Exercise data =

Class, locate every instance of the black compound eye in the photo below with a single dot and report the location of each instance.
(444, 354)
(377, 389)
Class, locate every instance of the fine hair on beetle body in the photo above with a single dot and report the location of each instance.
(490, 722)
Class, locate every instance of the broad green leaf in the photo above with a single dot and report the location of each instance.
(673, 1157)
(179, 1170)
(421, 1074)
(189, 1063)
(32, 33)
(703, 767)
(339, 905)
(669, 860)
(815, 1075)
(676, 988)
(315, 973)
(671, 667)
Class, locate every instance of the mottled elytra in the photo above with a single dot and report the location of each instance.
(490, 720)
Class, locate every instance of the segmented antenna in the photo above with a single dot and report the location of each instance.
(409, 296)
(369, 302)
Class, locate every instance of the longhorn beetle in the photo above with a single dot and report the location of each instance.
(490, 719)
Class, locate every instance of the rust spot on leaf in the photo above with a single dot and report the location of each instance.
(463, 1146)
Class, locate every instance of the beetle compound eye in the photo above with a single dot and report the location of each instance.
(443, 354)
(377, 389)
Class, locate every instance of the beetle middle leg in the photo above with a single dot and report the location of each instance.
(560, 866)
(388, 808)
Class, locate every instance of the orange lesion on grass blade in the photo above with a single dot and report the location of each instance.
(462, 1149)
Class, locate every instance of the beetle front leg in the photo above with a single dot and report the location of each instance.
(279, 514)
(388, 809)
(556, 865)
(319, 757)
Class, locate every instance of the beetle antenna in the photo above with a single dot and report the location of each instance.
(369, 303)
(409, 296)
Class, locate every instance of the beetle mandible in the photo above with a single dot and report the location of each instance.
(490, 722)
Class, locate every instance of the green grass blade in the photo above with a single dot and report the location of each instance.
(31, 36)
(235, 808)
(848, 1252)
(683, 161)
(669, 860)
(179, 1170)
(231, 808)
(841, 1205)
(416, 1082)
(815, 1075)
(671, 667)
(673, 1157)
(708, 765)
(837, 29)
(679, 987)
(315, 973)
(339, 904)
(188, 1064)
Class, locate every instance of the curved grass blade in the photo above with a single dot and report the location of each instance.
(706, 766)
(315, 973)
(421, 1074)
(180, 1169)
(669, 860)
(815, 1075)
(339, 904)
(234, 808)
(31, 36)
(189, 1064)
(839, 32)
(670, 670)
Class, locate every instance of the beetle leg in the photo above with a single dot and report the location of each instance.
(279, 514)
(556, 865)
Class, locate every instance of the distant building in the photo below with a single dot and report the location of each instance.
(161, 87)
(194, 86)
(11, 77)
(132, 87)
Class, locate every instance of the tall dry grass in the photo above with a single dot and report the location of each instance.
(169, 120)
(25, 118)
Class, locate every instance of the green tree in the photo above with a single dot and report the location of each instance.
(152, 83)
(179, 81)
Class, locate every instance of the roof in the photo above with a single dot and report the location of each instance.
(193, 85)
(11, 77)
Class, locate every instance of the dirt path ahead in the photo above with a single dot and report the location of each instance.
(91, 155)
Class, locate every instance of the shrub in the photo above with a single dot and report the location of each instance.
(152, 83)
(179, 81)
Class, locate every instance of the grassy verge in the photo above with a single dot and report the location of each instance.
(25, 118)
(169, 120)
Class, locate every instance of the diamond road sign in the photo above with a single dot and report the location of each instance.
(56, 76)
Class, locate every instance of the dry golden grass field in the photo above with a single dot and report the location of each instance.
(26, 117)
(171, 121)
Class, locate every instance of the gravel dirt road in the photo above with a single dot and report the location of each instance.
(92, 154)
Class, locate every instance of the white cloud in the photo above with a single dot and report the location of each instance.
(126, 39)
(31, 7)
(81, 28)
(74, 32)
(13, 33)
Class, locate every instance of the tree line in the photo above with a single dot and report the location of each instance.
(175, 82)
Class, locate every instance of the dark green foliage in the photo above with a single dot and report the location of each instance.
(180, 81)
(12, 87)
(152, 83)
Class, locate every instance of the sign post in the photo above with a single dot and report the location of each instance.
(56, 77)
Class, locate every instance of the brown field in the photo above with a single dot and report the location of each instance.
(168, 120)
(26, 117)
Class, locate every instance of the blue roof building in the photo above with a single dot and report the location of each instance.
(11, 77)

Task to carry out = Each line from the one containing "Class, locate every instance of the roof" through the last line of the material must be restated word for word, with no other text.

Written response =
Class, locate every instance of the roof in the photo above with a single dot and report the location of each instance.
(193, 85)
(11, 77)
Class, locate every instance of the dirt path ahead in the photo above with a single dot and report the location of each instance.
(91, 155)
Class, locate every instance of the shrub in the photo above with a single dot and report the location of each instance.
(152, 83)
(179, 81)
Class, locate every instance of the grassy verge in the photo above with a single dot and report the location of each instance.
(25, 118)
(169, 120)
Class, locate every instance of the diamond road sign in the photo above with a single dot and report the location of each instance.
(56, 76)
Class, locate every instance of the dry golden grass field in the photo above with a single dot and report the location of each instance.
(26, 117)
(171, 121)
Class, locate every instance of the gravel dirt road in the photo above with a single dot and report the location of each instance.
(92, 154)
Class, locate every instance of the white cloud in the photo above with a single dot and report the location of each instance.
(126, 39)
(31, 7)
(81, 28)
(74, 32)
(13, 33)
Class, locate every instance of the tree line in the photo above with a single dot and report the location of each instance.
(175, 82)
Class, locate every instance of the dark green foliage in the photo above with a single dot and report the location of each instance.
(180, 81)
(12, 87)
(152, 83)
Class, locate every instance of the sign post in the photo above with a single dot and report the location of each instance.
(56, 77)
Class, locate every instance of the brown field in the photo above with a single dot and report the location of each instance.
(168, 120)
(26, 117)
Class, locate every instance of the blue roof building in the photo above with a single dot and report the location of each instance.
(11, 77)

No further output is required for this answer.